RECORD EXTRACTS:
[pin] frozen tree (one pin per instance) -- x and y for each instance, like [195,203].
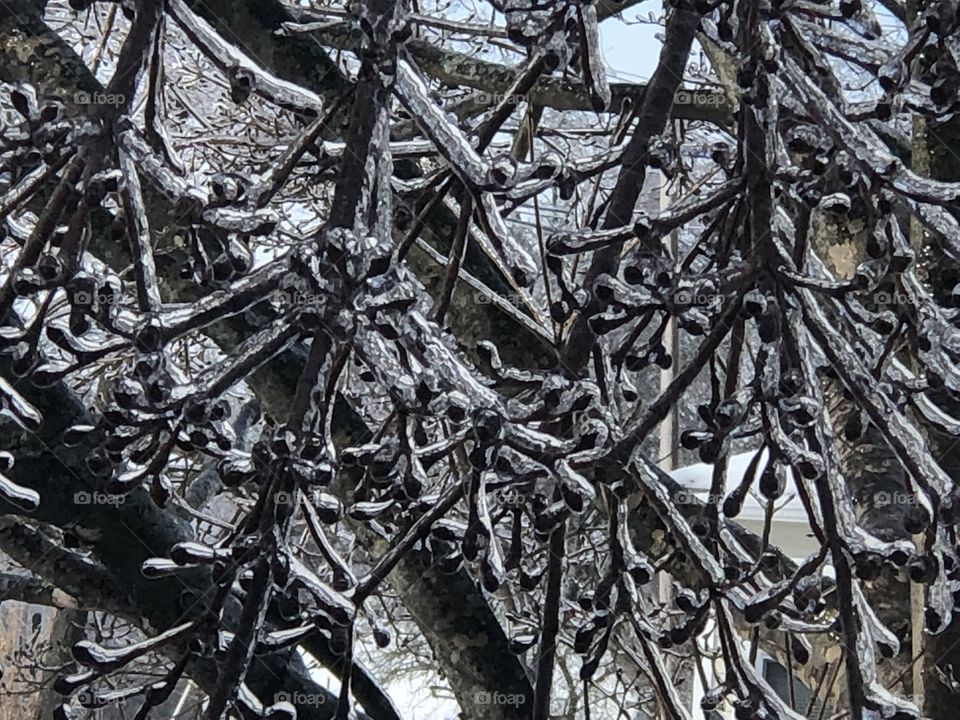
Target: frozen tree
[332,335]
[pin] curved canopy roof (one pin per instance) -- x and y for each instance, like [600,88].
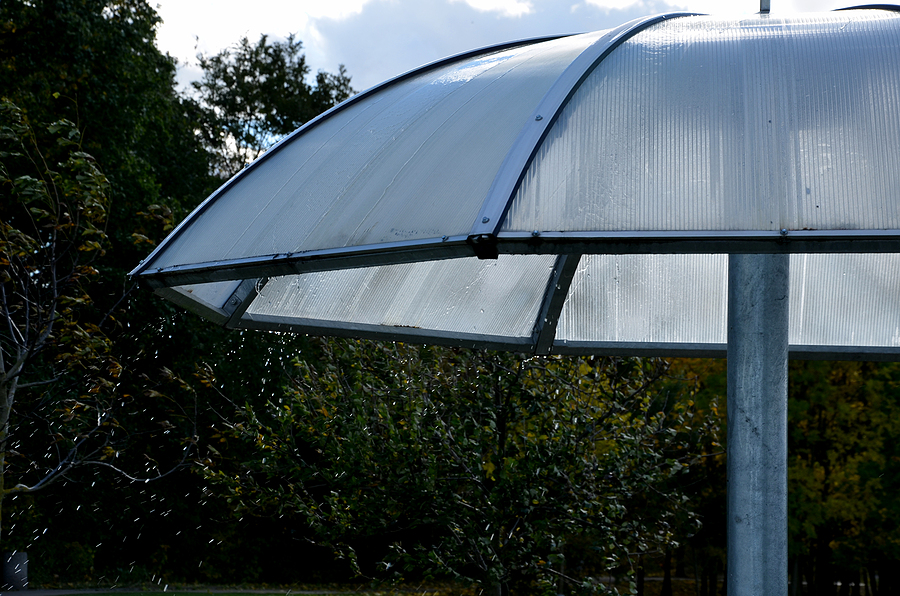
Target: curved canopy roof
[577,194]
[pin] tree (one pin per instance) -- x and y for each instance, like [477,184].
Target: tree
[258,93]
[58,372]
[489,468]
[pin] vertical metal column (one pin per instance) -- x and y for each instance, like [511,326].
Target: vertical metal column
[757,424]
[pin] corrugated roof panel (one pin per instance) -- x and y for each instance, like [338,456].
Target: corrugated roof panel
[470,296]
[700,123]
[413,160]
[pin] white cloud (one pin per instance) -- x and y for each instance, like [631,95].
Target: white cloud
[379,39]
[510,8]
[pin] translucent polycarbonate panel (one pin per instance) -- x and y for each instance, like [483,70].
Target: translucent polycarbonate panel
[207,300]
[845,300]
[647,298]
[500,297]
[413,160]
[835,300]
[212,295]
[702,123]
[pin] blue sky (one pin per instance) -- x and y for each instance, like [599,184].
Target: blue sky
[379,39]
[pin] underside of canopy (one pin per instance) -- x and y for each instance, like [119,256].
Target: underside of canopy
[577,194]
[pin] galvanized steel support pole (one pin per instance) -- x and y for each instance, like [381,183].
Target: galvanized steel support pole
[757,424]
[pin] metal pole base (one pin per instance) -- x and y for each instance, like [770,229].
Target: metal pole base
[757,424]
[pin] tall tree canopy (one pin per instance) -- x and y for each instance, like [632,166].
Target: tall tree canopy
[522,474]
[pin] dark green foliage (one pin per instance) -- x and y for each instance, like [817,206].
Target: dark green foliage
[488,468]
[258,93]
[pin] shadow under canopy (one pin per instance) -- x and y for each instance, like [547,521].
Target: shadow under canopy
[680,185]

TASK:
Return the entries unchanged, save for the pictures, which do not belong in the copy.

RESULT OF THIS EXERCISE:
[pin] frozen tree (one pin per instance) -- x and y for each instance, like [195,203].
Target: frozen tree
[332,335]
[pin] curved canopy roof (one pin per instance) -- x and y for each instance, like [600,88].
Target: curved canopy roof
[577,194]
[pin] tree (one pin per instance) -- x and y for each instance, like [477,184].
Target: tree
[258,93]
[58,372]
[489,468]
[pin] vertical metal column (one pin per instance) -- x and y for each instance, like [511,326].
Target: vertical metal column
[757,424]
[pin] corrugated roof panel (one pin per instance) -- x and y for each instance, like [338,456].
Target: corrugated roof panel
[470,296]
[700,123]
[413,160]
[pin] white cloud (one pin per instance) -- x and y for each instance, like [631,95].
Target: white cloud
[379,39]
[510,8]
[pin] translucent polycarbonate panel (one pin per instance) -- x and y for each instance, like [483,70].
Target: translucent polycarbonate panel
[207,300]
[845,300]
[647,298]
[500,297]
[413,160]
[835,300]
[212,295]
[702,123]
[pin] blue sky (one pin per instance) -- x and y for each instance, like [599,184].
Target: blue sky
[379,39]
[pin] underside of canopy (one pin per instance) -- x and y for each instance, like [119,256].
Target: underside of canopy
[577,194]
[pin] galvanized steel support pole (one pin per instance) -- x and y for each instance, like [381,183].
Target: galvanized steel support pole
[757,424]
[pin] metal pole base (one pin per instance) -- x and y for each instance, like [770,229].
Target: metal pole base
[757,424]
[pin] tall tree canopy (one pin per instance) -- x and y for each instance, like [632,166].
Target: tall tree canopy
[522,474]
[pin] dark green foliage (one pin per instance) -- x and y for each instance, like [817,206].
Target: dark green foliage
[488,468]
[258,93]
[pin] shadow under canopy (one pin per instance) -- x and y for each instance, like [547,521].
Target: shadow under canopy
[680,185]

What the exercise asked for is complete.